Dataset entries

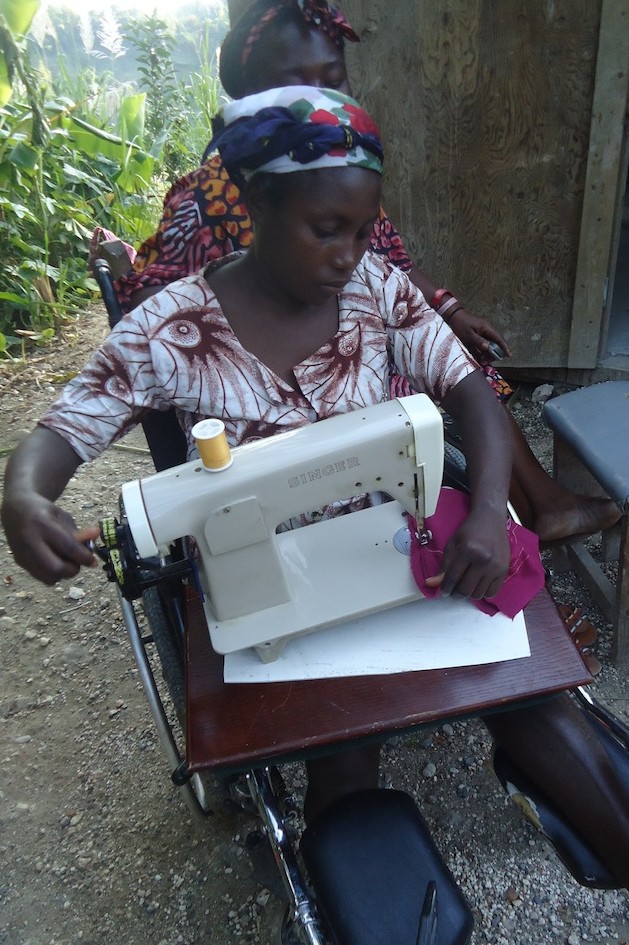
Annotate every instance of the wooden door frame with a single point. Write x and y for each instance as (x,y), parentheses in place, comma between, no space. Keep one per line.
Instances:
(603,187)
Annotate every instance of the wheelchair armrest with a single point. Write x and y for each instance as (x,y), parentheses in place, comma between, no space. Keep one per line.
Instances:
(105,280)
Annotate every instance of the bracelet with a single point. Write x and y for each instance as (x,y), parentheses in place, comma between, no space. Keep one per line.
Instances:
(437,298)
(449,308)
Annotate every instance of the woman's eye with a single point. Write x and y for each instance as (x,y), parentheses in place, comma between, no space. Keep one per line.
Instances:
(323,233)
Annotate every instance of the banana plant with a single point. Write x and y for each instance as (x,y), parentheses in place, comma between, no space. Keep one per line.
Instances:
(16,17)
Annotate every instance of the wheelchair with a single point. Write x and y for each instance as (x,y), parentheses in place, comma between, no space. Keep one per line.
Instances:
(366,869)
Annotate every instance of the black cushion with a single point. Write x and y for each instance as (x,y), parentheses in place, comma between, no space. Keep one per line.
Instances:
(370,858)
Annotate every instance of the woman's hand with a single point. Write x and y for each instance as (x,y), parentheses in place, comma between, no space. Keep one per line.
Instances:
(44,538)
(476,559)
(477,334)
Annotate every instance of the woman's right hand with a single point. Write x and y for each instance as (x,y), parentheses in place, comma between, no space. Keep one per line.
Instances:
(44,539)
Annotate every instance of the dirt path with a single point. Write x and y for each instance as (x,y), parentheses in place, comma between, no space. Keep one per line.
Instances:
(97,847)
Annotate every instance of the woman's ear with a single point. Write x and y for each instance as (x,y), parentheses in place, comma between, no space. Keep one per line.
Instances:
(256,199)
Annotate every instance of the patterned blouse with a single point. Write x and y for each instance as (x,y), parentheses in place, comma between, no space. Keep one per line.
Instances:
(178,349)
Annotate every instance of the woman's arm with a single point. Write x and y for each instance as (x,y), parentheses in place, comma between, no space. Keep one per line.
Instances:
(475,333)
(43,537)
(476,559)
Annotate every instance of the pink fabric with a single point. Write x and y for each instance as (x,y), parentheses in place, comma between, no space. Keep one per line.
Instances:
(525,577)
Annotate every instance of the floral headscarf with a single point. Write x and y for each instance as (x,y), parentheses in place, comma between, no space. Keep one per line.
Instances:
(315,12)
(294,129)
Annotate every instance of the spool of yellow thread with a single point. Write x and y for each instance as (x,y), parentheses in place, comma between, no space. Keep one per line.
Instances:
(212,444)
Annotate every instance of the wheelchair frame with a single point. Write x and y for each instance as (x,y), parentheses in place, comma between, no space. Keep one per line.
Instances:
(256,788)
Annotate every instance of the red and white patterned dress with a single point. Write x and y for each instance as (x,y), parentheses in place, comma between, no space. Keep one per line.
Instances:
(178,350)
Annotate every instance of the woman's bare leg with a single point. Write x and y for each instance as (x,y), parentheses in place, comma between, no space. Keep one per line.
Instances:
(556,747)
(332,776)
(547,508)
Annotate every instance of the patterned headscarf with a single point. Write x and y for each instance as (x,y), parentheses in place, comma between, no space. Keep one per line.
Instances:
(238,45)
(295,128)
(315,12)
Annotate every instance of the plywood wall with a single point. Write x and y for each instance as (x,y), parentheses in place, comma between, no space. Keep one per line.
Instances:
(485,111)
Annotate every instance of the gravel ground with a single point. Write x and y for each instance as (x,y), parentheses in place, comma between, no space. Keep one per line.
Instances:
(96,845)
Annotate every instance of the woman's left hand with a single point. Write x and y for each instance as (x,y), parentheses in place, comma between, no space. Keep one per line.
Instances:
(477,334)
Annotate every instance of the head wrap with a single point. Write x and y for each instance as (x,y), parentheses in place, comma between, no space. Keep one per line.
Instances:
(314,12)
(295,128)
(239,43)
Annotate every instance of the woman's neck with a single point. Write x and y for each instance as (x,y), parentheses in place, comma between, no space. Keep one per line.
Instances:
(281,331)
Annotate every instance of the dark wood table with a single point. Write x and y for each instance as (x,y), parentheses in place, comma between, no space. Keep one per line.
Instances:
(241,725)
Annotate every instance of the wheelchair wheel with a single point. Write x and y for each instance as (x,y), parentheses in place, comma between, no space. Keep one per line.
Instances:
(166,639)
(208,793)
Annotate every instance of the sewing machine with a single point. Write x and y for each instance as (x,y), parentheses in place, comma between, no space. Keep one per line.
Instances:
(261,586)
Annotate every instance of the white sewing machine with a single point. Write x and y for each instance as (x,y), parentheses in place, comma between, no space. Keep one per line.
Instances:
(262,587)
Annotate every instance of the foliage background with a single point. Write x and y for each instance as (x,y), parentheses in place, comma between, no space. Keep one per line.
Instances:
(107,109)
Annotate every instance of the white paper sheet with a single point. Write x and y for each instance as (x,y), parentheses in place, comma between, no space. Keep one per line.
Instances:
(421,635)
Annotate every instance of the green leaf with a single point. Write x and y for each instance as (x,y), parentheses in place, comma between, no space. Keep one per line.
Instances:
(132,109)
(24,156)
(5,84)
(16,299)
(19,14)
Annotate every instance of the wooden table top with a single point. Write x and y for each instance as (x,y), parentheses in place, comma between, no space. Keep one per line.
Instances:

Work to be completed:
Please repeat the entries exactly. Do not include the pictures.

Output of the task:
Annotate every instance of the wooden door frame with a single point. Write x and y for each instance as (x,y), parentheses in place, comma between, no space. Keep one per line.
Instances:
(603,187)
Annotate every instance of the wheelchair armrest with a single point. Write x and y for each instance as (x,y), parentheses in place, comma between, no space. Keep one per line.
Instances:
(105,280)
Annotate every instance of the bracelet with a single point. Write x and y for each instance as (x,y), parentheses in place, comma between, no space. Keep one per line.
Instances:
(437,298)
(449,308)
Annotate every instance of the woman's eye with a single point. Write x and y for each instance as (x,y), parentheses in place, comma between, no space. Keep one per line.
Instances:
(323,233)
Annotate every instance of the banana plant with a single point. Write x and y for each instance as (x,y), parentheses in place, comma between, no space. Keep one per line.
Instances:
(16,17)
Annotate every instance of the wheelchair with a single point. Write x and y for each instance as (x,y), parentheses in place, comma between, no space. Keep one per line.
Instances:
(366,869)
Annotate every instance of the black cushion with a single point. Write x and y for each instance as (x,y), parentheses in place, comma between, no space. Keep one per line.
Instances:
(370,858)
Annotate every instance of the woman's hand with a single point. Write x and y for each instance as (x,y), parentheses in place, comma between, no space. Keep one per line.
Instances:
(44,538)
(476,559)
(477,334)
Annotate every instance of the woman's right hand with a single point. Write x and y for each instance as (x,y), parentheses in place, comma between, no space. Keep one per line.
Instances:
(44,539)
Annotate every instance of the dirt path with a single point. Write x and y for each instance as (x,y), parentheses in place, comma between, no space. Keep one per line.
Instances:
(97,847)
Annotate every instance of the woman's ear with a single point. Write x and y for each instance as (x,y), parentheses in place, comma between, no space. Keep one per line.
Instances:
(256,199)
Annotate every instance of the patterned blouse with a single point. Write x and y for each instance as (x,y), parentheses in place, comma between, no space. Keep one per line.
Instances:
(178,349)
Annotate every instance of the woman's arm with a single point. Write x and y for each instance as (x,y), parentheses in place, comma between, no space. Keep one per line.
Instances:
(475,333)
(43,537)
(476,559)
Annotate every instance of the pink fabric with a single point. Write x and y for each instance as (x,y), parentheses in place, comma between, no space. Keep one per line.
Instances:
(525,577)
Annotate every instance of the floral headscarf with a single point. Write x and y for each instance as (x,y), parentheses in place, comma between, no space. Keep one per line.
Instances:
(315,12)
(294,129)
Annotate every instance of the spool of yellow thread with a single point. Write x and y for each instance as (x,y), parentheses in place, comma between, no space. Keep one per line.
Instances:
(212,444)
Annotate every instance of the wheelchair frame with a single point. Write x and y for each instance as (x,y), parentheses in place, comma between, no space. Keep one per line.
Instances:
(256,788)
Annotate every instance of the red and white patterned dress with a single point. Write x and y for each instance as (x,y), parentheses in place, comma between, no space. Keep one per line.
Instances:
(178,350)
Annotate every instance of the woman's bare leg with a single point. Write x and y for each instance as (x,y), parentheses in place, comma between, no space. Keep one per line.
Instances:
(556,747)
(332,776)
(547,508)
Annotate every instance of the patterned headscarf with a single point. Write x and y for each instance as (x,y), parentheses in place, comma between, no space. Keep one per line.
Instances:
(238,45)
(295,128)
(315,12)
Annotate every instance of the plywood wall with a single point. Write x and y for each instance as (x,y), parentheses in place, comma between, no space. Keep one per line.
Instances:
(485,111)
Annotate every instance of the gravel ground with a single point. Write x and y for each instance as (x,y), parentheses in place, comma between, no space. Keep one per line.
Instances:
(96,845)
Annotate every instance of the woman's left hand with a single point. Write x and y for each instance as (x,y), parentheses in place, comma between, no space. Keep one per line.
Instances:
(477,334)
Annotate every instance of the head wrap with a single point. Write x and y for each instance as (x,y), parentheses in place, comma between, no space. Keep one per line.
Instances:
(314,12)
(295,128)
(239,43)
Annotate every instance of the woman's neck with a single point. Write x and y for each instance as (x,y), parentheses in place, comma between, no space. Keep one per line.
Instances:
(281,331)
Annotate every instance of the dark wood table with a single point. Write x and y for each instance as (x,y), parentheses in place, comma between, no space. Keep one per line.
Instances:
(241,725)
Annotate every instance of the wheelchair wheel with a single point. Write x and y for each instance as (x,y), parentheses in place, comma between, no space. Keep one per line.
Instances:
(166,639)
(208,793)
Annotate every instance of the sewing machine with a single point. Write x and y for each instance as (x,y), parentheses in place, comma between, no space. Keep one per line.
Instances:
(261,586)
Annotate every instance of the white sewing machine with a single point. Write x and y for each instance as (x,y), parentheses in place, comma between, no space. Keep one per line.
Instances:
(262,587)
Annotate every instance of the foliage background with a single point. Write x and y for each instance as (x,y), parentheses in place, comma between, no space. Keep one per line.
Instances:
(107,109)
Annotate every instance of the white paper sheet with a single point. Write x and y for each instance as (x,y), parentheses in place, comma between, no space. Keep one per line.
Instances:
(421,635)
Annotate every instance of the green leaf with a single point. Write x and y for each instance as (x,y), parentheses in place, comma between, no space. Keep one per line.
Instances:
(132,109)
(24,156)
(5,84)
(16,299)
(19,14)
Annotate every instance of the wooden table top with a single point. Write x and y for each instance as (x,y), parentheses in place, comma between, no space. Keep one per line.
Instances:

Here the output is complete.